SELECTED EXCERPT
• • •
New drug treatments receive credit for this progress, but the slowing rate of the decline
may indicate that much of the benefit already has been realized. Most people in care may
now be receiving effective treatments. The duration of treatment effects may be limited as
a result of advanced illness, viral resistance, or incomplete adherence to treatment
schedules.[3]
- HIV care in the United States costs $6.7 billion per year, an average of $20,000 per
patient. Although less than 1 percent of all direct personal health care expenditures, HIV
infection has accounted for as much as 7 percent of the total potential years of life lost
in the United States, more than pneumonia, influenza, chronic obstructive pulmonary
disease, diabetes mellitus, and chronic liver disease combined.[2]
- When trained in coping effectiveness strategies, HIV-infected men become more
optimistic, less depressed, and more willing to experience social support from others.
They adhere more closely to medication schedules than do those who do not undergo training
and who remain anxious and depressed.[5]
- In a group of 577 HIV-infected men, those who received counseling at the time of
learning their status and later at a clinic were much more likely to inform sexual
partners of their condition than were those who received no counseling or the others who
received it just once. Outpatient clinics are ideally suited for numerous deliveries of
the prevention message, staffed as they are by multiple health professionals, i.e.,
physicians, nurses, physicians assistants, and social workers.[9]
Interview #1:
'Long-Term Chronic Disease Management of HIV/AIDS'
Margaret Chesney, PhD, co-directs the Center for AIDS Prevention Studies at the
University of California, San Francisco, where she is a professor of medicine and
epidemiology. Her research focuses upon the use of behavioral and social factors in
prevention and management of AIDS and other chronic conditions.
Q: How are we doing against HIV/AIDS?
A: From a global perspective, we are in serious trouble; 90 percent of the new
infections occur in the developing world. In the United States, we cannot be complacent.
Tens of thousands of people in the United States are infected. A subset has progressed
enough to become very ill. The disease continues its all-out assault on our low-income
subpopulations, particularly those who are drug users and men who have sex with other men.
Substance use comes into the picture with HIV a number of very important ways. First,
we know that people are more likely to engage in risky behavior when they are under the
influence of alcohol or drugs. This is true of both HIV-infected and uninfected people.
HIV counselors and physicians need to be alert and either counsel patients about this risk
or refer them to specialists. Second, one of the factors that emerges as a "risk
factor" for non-adherence to HIV treatment regimens is alcohol and current drug use.
Therefore, part of the care of HIV-infected persons needs to be discussion of substance
use. These two factors can intersect for the HIV-infected person. Alcohol and substance
use can lead to non-adherence, which increases the risk of the development of
drug-resistant viruses, and at the same time, can lead to risky behavior. For these
reasons, in the world of HIV prevention and treatment, alcohol and substance use need to
be taken into account.
Q: What about all those medical breakthroughs weve read so much about?
• • •
WORK TO COMPLETE
**1.** Answer these from the HIV/AIDS excerpt.
(a) What does HIV care in the United States cost per year?
(b) How many HIV-infected men were in the group studied for counseling?
(c) What share of new infections occur in the developing world, according to Margaret Chesney?
**2.** Decide whether each statement agrees with the HIV/AIDS excerpt. Answer yes or no, and quote the words that settle it.
(a) HIV care makes up more than 1 percent of all direct personal health care expenditures.
(b) Margaret Chesney is a professor of medicine and epidemiology.
(c) Risky behavior under the influence of alcohol or drugs is described as true only of uninfected people.
• • •
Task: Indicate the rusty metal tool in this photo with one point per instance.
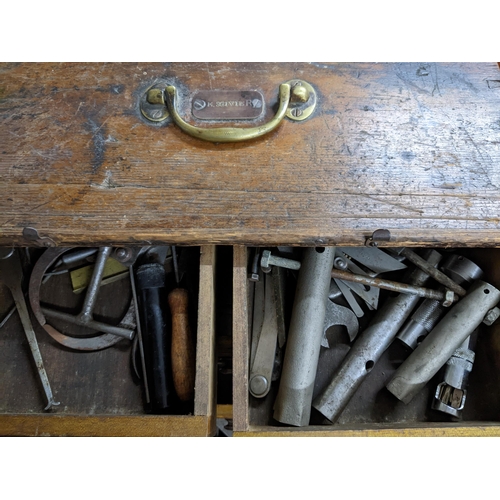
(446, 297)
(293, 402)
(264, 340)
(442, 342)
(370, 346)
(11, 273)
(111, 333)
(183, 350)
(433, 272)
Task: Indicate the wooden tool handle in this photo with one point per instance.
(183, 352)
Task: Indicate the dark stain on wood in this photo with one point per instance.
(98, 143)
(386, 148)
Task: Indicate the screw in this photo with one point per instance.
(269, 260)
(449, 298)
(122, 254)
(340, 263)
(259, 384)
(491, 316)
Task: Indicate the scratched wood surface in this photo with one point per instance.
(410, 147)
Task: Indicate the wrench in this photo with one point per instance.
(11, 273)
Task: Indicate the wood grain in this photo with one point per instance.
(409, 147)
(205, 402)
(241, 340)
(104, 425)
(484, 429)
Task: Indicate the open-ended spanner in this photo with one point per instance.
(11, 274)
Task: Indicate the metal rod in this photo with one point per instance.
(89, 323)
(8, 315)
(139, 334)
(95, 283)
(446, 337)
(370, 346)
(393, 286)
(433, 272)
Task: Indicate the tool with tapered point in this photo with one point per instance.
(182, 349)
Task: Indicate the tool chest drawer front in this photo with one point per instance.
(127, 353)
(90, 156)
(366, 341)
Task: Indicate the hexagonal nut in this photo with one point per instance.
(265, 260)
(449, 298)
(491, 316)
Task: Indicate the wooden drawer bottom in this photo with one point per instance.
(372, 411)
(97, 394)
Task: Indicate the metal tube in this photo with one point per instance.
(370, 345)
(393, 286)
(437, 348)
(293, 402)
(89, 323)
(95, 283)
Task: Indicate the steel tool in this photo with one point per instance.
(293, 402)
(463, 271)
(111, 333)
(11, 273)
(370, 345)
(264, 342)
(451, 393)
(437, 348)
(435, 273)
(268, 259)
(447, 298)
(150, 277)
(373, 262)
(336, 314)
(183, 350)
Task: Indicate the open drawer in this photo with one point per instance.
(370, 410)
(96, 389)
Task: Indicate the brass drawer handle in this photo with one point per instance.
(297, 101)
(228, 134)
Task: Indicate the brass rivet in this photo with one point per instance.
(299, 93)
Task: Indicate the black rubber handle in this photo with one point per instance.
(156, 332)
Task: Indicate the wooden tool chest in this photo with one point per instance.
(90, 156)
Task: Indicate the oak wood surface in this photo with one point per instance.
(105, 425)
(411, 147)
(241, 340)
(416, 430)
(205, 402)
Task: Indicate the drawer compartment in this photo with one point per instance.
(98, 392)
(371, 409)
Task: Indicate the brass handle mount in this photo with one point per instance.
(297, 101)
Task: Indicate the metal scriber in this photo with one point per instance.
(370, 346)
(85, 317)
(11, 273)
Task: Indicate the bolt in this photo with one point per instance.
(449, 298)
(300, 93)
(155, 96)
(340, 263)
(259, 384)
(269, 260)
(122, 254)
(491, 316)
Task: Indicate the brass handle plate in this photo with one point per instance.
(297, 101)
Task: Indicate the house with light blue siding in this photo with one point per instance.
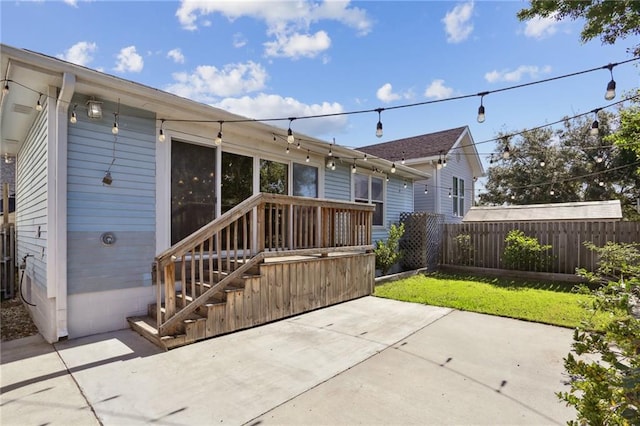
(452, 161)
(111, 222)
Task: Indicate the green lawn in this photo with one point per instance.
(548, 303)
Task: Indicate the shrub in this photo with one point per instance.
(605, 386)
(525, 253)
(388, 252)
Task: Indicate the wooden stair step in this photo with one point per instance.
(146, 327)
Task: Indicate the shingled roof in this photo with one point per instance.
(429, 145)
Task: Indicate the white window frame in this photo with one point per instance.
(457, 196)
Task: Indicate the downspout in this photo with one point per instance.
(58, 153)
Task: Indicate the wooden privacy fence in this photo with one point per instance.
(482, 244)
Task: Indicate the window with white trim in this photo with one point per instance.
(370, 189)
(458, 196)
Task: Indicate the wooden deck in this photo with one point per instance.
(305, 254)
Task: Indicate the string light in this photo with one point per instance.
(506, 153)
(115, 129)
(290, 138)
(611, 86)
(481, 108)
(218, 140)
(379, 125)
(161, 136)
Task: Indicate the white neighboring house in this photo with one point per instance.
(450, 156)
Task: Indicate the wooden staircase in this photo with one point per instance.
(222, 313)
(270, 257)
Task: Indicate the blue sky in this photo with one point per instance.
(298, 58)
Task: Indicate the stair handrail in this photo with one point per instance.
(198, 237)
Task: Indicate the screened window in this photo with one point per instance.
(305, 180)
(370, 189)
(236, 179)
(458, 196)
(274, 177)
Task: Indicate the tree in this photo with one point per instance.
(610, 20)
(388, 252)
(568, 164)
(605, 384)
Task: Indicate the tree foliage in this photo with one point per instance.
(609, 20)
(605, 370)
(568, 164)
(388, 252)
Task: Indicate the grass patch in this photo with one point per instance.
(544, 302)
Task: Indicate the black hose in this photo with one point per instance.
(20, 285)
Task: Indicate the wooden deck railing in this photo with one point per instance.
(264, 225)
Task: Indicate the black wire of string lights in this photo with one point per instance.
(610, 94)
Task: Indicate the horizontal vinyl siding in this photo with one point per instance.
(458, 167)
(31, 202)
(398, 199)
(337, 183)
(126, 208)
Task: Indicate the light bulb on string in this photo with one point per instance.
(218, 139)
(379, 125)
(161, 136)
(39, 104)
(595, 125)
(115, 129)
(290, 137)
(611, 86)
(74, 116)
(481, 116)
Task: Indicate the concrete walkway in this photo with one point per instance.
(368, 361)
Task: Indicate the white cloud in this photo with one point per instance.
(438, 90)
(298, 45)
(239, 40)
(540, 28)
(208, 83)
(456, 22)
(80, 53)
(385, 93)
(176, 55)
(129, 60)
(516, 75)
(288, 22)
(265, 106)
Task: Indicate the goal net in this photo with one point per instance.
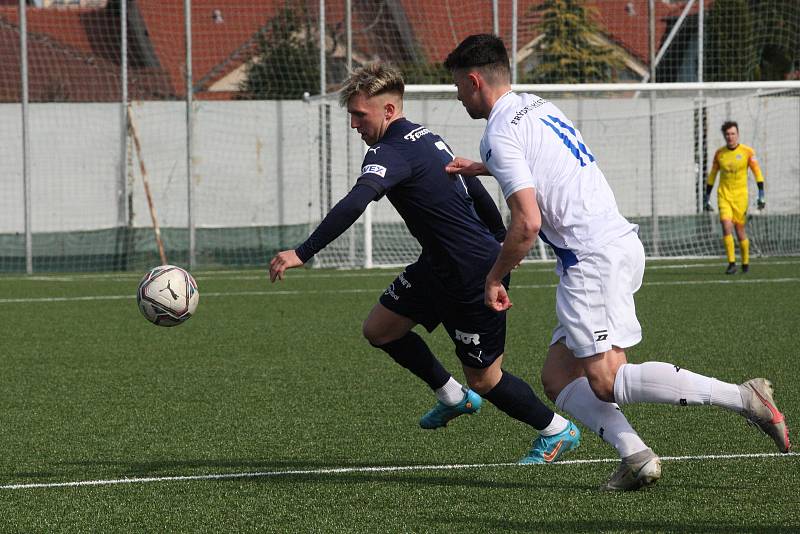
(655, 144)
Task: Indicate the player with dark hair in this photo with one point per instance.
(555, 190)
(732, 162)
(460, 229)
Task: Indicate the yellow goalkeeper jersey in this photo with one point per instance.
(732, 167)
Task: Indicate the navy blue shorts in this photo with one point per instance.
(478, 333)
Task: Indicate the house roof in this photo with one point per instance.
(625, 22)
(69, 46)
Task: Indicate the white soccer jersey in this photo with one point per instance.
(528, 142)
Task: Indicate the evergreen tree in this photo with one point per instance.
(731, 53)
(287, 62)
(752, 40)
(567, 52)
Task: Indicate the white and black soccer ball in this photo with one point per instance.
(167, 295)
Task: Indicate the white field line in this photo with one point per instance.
• • •
PER-TASK OUTPUTS
**1.**
(a) $6.7 billion per year, an average of $20,000 per patient.
(b) 577.
(c) 90 percent.

**2.**
(a) No: "less than 1 percent of all direct personal health care expenditures"
(b) Yes: "where she is a professor of medicine and epidemiology"
(c) No: "This is true of both HIV-infected and uninfected people."